What you will do:
1 > According to the drilling passage, what type of drill bit is drill bit 10?
2 > Copy the drilling passage word for word, starting at the words "The longitudinal axis of" and ending after "frame of reference).".

Supplied text:
The longitudinal axis of drill string 16 as well as drill bit 10 is
indicated by dot-dashed line 18. The drill string 16 is rotatable
about a drill string longitudinal axis 18. The direction of this
rotation is azimuthal. The drill bit 10 is connected to the drill
string 16 in a rotation-locked configuration. It rotates in unison
with the drill string 16 about the longitudinal axis 18 at a drill
string rotational frequency within the earth formation 5 (taking
the earth formation 5 as the frame of reference).
A drilling fluid passage 46 is available within the drill string
16. A drilling fluid may be passed from an upper end of the drill
string to the lower end of the drill string 16 via the drilling
fluid passage 46. The drilling fluid passage 46 may be defined by a
bore within the drill string 16.
The drill bit 10 is a fixed cutter drill bit, which comprises a bit
body 20 provided with fixed cutter elements 24. These fixed cutter
elements may be polycrystalline diamond compact cutters (PDC). The
cutters at the downward-facing base surface of the drill bit form a
bit face 26. During operation, said bit face is positioned near the
borehole bottom 28 and facing said borehole bottom 28. Typically,
the bit face 26 is in close contact with the borehole bottom
28.
A geostationary platform 42 may be arranged in the sub 14. The
geostationary platform 42 is indicated very schematically, as the
invention described herein is not limited to any specific
embodiment of geostationary platform. Reference is made to US
patent application publication US 2016/0084011 A1, which describes
in detail some examples of such geostationary platforms suitable
for use in combination with the present disclosure.

[Bounding-box entries]
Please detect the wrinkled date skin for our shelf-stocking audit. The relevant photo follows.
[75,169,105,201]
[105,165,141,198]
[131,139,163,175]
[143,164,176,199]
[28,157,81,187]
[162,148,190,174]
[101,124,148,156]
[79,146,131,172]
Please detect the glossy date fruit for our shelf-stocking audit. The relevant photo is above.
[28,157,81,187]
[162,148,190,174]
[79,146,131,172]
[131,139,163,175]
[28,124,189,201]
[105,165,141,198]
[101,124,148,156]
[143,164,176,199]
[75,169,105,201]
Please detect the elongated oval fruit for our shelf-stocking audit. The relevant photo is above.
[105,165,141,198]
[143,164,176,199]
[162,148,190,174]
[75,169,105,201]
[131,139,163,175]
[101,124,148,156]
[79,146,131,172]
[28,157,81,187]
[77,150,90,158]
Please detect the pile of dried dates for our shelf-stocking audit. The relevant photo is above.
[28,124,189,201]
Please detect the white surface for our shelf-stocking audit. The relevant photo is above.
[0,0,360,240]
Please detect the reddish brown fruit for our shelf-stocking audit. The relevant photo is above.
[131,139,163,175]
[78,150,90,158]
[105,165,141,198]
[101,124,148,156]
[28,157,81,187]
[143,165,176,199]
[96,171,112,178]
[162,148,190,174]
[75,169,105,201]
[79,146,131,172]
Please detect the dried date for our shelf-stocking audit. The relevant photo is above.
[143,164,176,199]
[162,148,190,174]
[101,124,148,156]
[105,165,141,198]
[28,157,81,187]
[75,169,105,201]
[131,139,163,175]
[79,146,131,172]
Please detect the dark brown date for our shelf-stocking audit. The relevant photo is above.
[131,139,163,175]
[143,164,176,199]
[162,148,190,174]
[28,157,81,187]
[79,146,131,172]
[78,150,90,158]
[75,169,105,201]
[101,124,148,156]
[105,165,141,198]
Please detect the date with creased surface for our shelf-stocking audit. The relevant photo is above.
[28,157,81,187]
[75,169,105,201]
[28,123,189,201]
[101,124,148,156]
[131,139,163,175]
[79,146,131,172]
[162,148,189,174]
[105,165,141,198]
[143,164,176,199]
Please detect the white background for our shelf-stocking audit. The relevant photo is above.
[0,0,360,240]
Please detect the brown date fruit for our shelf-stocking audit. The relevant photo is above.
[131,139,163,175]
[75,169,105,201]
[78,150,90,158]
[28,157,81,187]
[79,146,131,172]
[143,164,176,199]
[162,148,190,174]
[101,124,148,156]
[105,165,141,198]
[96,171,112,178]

---

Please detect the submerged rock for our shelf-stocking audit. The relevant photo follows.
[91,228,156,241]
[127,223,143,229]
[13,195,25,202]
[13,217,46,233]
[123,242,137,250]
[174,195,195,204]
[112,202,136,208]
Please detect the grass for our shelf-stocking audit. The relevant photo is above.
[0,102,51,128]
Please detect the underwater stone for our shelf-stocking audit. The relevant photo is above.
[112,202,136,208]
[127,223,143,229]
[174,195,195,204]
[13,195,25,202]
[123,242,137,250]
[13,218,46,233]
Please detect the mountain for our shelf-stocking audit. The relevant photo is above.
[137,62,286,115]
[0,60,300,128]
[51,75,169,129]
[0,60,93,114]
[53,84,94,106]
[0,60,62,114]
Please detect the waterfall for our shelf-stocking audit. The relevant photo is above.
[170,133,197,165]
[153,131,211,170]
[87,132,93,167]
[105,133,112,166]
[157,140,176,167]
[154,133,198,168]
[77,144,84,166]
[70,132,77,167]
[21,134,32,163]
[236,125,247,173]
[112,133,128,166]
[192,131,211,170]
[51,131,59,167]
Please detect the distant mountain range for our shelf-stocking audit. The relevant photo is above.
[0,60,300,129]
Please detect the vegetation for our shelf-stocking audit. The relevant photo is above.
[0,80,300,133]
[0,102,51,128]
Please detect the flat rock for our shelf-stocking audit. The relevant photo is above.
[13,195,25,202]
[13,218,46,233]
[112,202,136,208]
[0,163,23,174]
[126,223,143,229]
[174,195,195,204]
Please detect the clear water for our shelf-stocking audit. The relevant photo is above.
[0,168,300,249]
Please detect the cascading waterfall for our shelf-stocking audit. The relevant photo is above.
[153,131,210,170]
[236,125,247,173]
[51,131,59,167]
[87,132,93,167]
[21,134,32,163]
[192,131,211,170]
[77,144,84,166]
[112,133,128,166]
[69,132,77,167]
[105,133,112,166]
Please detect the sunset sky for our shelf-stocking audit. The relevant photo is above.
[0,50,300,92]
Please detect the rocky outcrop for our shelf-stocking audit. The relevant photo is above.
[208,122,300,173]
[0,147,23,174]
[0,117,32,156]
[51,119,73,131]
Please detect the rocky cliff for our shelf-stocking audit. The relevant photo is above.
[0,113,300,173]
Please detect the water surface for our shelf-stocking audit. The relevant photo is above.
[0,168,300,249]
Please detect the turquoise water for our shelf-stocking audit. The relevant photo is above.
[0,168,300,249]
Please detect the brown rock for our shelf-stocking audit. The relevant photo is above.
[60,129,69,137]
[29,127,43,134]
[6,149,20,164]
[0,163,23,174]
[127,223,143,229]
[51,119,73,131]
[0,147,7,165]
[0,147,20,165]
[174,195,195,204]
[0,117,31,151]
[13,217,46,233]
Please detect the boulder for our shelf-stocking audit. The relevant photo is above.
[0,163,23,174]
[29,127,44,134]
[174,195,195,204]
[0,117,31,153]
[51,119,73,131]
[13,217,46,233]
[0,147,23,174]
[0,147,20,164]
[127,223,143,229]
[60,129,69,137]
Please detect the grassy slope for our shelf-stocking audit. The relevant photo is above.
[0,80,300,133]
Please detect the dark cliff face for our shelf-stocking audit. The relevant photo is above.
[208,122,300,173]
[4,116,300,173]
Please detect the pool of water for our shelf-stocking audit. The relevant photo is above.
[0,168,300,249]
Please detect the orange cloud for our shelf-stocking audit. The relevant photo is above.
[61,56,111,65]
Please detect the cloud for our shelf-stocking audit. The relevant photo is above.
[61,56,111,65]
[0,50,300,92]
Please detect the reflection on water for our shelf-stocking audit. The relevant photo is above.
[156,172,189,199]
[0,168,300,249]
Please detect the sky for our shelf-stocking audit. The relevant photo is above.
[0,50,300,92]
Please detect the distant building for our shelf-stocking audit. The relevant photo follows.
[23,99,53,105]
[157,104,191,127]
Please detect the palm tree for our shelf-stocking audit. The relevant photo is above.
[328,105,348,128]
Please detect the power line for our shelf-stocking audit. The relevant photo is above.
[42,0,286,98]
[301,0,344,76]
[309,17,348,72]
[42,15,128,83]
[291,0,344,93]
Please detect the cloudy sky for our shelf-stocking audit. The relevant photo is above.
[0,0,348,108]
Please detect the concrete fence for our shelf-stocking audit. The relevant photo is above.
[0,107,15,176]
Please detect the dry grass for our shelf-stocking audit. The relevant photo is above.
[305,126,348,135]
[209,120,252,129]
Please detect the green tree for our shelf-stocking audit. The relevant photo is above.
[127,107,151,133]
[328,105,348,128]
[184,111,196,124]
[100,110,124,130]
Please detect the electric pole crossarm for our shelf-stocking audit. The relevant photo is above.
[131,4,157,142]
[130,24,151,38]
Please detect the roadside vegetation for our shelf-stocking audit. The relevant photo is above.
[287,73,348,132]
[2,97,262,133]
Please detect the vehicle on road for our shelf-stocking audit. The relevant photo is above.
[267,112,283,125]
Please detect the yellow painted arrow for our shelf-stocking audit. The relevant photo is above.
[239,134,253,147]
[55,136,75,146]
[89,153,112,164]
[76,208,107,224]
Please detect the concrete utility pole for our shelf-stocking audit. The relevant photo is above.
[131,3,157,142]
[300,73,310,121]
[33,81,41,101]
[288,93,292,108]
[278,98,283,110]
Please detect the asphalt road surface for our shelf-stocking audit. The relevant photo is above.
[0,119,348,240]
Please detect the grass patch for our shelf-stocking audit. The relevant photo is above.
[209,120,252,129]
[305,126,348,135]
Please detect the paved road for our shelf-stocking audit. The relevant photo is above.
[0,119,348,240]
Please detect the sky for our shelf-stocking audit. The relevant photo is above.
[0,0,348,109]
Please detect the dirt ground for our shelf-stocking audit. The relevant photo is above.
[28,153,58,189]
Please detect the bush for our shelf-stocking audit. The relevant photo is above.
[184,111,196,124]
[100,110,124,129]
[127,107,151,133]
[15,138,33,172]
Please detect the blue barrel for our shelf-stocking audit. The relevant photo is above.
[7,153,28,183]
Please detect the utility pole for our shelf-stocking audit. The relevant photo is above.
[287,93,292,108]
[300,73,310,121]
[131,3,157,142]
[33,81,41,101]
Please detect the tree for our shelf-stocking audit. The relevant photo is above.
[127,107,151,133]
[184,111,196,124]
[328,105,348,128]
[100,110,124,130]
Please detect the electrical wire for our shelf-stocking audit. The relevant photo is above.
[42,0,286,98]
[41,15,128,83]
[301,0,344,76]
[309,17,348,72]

Exercise responses:
1 > It is a fixed cutter drill bit.

2 >
The longitudinal axis of drill string 16 as well as drill bit 10 is
indicated by dot-dashed line 18. The drill string 16 is rotatable
about a drill string longitudinal axis 18. The direction of this
rotation is azimuthal. The drill bit 10 is connected to the drill
string 16 in a rotation-locked configuration. It rotates in unison
with the drill string 16 about the longitudinal axis 18 at a drill
string rotational frequency within the earth formation 5 (taking
the earth formation 5 as the frame of reference).